CONSIGNES:
**A.** Répondez à ces questions sur le texte consacré à la manne :
(i) Qu'est-ce qui restait sur la terre une fois la couche de rosée évaporée ?
(ii) Quel goût avait la manne ?
(iii) Combien d'opinions principales existe-t-il sur l'origine du mot « manne » ?
**B.** Poursuivez le texte consacré à la manne après sa dernière phrase.

TEXTE SOURCE:
On ne peut que difficilement se faire une idée juste de la manne dont Dieu nourrissoit son peuple au desert, voici ce que Moïse nous en rapporte: il dit (Gen. xvj, V. 13, 14, 15.), qu'il y eut au matin une couche de rosée au-tour du camp, que cette couche de rosée s'étant évaporée, il y avoit quelque chose de menu & de rond, comme du gresil sur la terre, ce que les enfans d'Israel ayant vû, ils se dirent l'un à l'autre, qu'est-ce? car ils ne savoient ce que c'étoit. L'auteur sacré ajoute, au V. 31 du même chapitre: Et la maison d'Israël nomma ce pain manne; & elle étoit comme de la semence de coriandre, blanche, & ayant le goût de bignets au miel.
Il y a sur l'origine du mot manne quatre opinions principales: elles ont chacune leurs partisans qui les soutiennent, avec ce détail de preuves & d'argumens étymologiques, lesquels, comme on le sait, emportent rarement avec eux une démonstration.

DONNÉES DISPONIBLES:
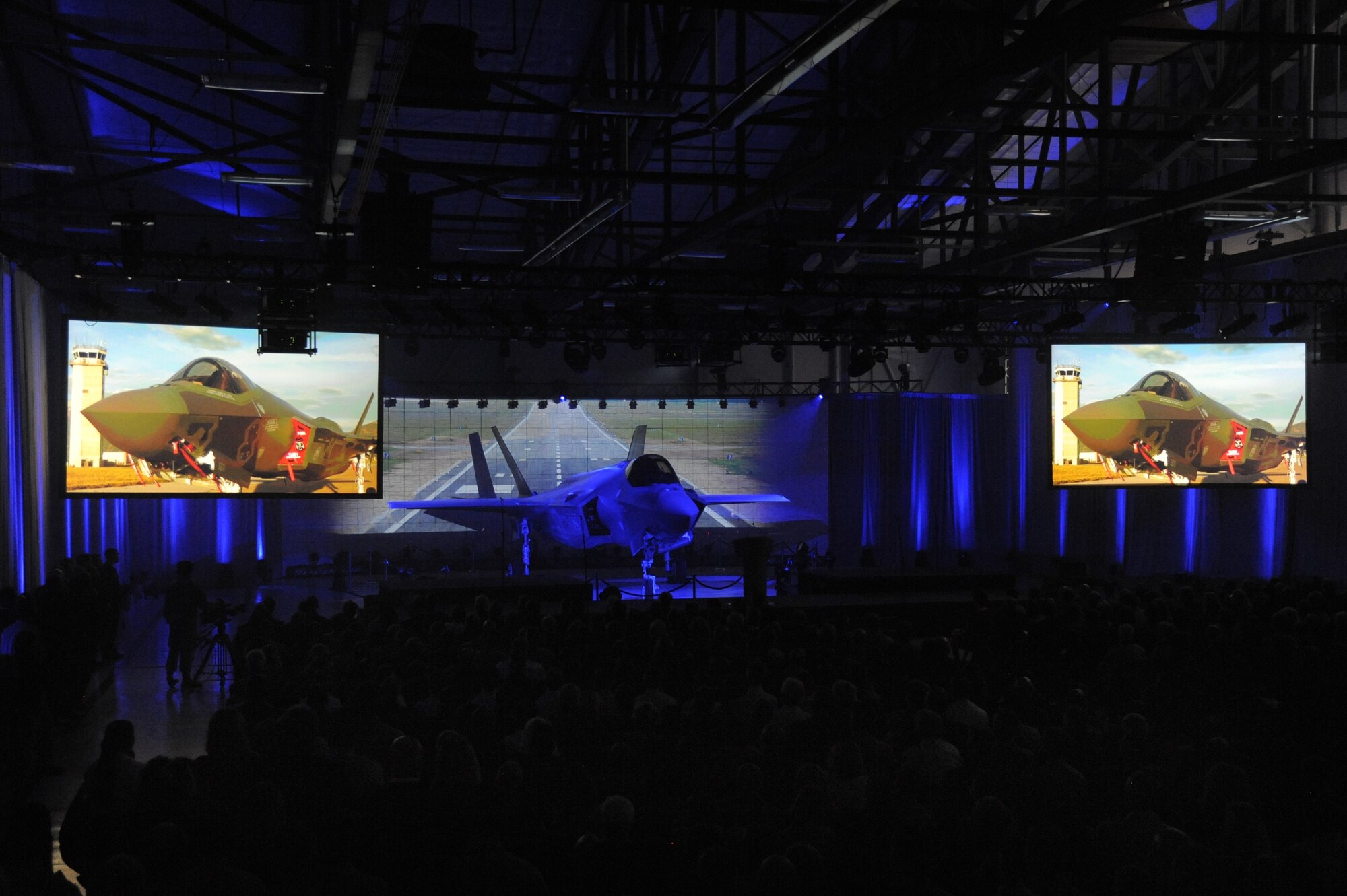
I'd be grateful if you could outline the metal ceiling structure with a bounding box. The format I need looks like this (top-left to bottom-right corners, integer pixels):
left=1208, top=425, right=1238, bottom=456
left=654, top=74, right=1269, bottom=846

RÉPONSES FOURNIES:
**A.**
(i) Quelque chose de menu et de rond, comme du grésil.
(ii) Le goût de beignets au miel.
(iii) Quatre.

**B.**
La premiere, & la plus généralement suivie par les interpretes, c'est que le nom signifie qu'est-ce? La narration de Moïse fortifie cette opinion; ils se dirent l'un à l'autre qu'est-ce? car its ne savoient ce que c'étoit. Dans l'hébreu il y a
La seconde, des savans, &, entre autres, Hascunq, prétendent que man-hou est compose d'un mot égyptien & d'un mot hébreu, dont l'un signifie quoi, & l'autre cela, & que les Israélites appellerent ainsi l'aliment que leur présentoit Moïse, comme pour insulter à ce pain céleste, dont il leur avoit fait fête, man-hou, quoi cela?
La troisieme, les rabins, & plusieurs chrétiens après eux, font venir le mot de manne de la racine minach, qui signifie préparé, parce que la manne étoit toute prête à être mangée, sans autre préparation que de l'amasser; ou plutôt, parce que les Israélites, en voyant cet aliment, se dirent l'un à l'autre, voici ce pain qui nous a été préparé; & ils l'appellerent manne, c'est-à-dire, chose préparée. Deig, Crit. sacra, in voce manna, pag. 127.
La quatrieme, enfin le savant M. le Clerc prétend que le mot manne vient du mot hébreu manach, qui signifie un don; & que les Israélites, surpris de voir le matin cette rosée extraordinaire; & ensuite de ce que leur dit Moïse: c'est ici le pain du ciel, s'écrierent, man-hou, voici le don, ou, peut-être, par une expression de dédain, qui étoit bien dans l'esprit & le caractere de ce peuple indocile & grossier, ce petit grain qui couvre la rosée, est-ce donc-là ce don que l'éternel nous avoit promis?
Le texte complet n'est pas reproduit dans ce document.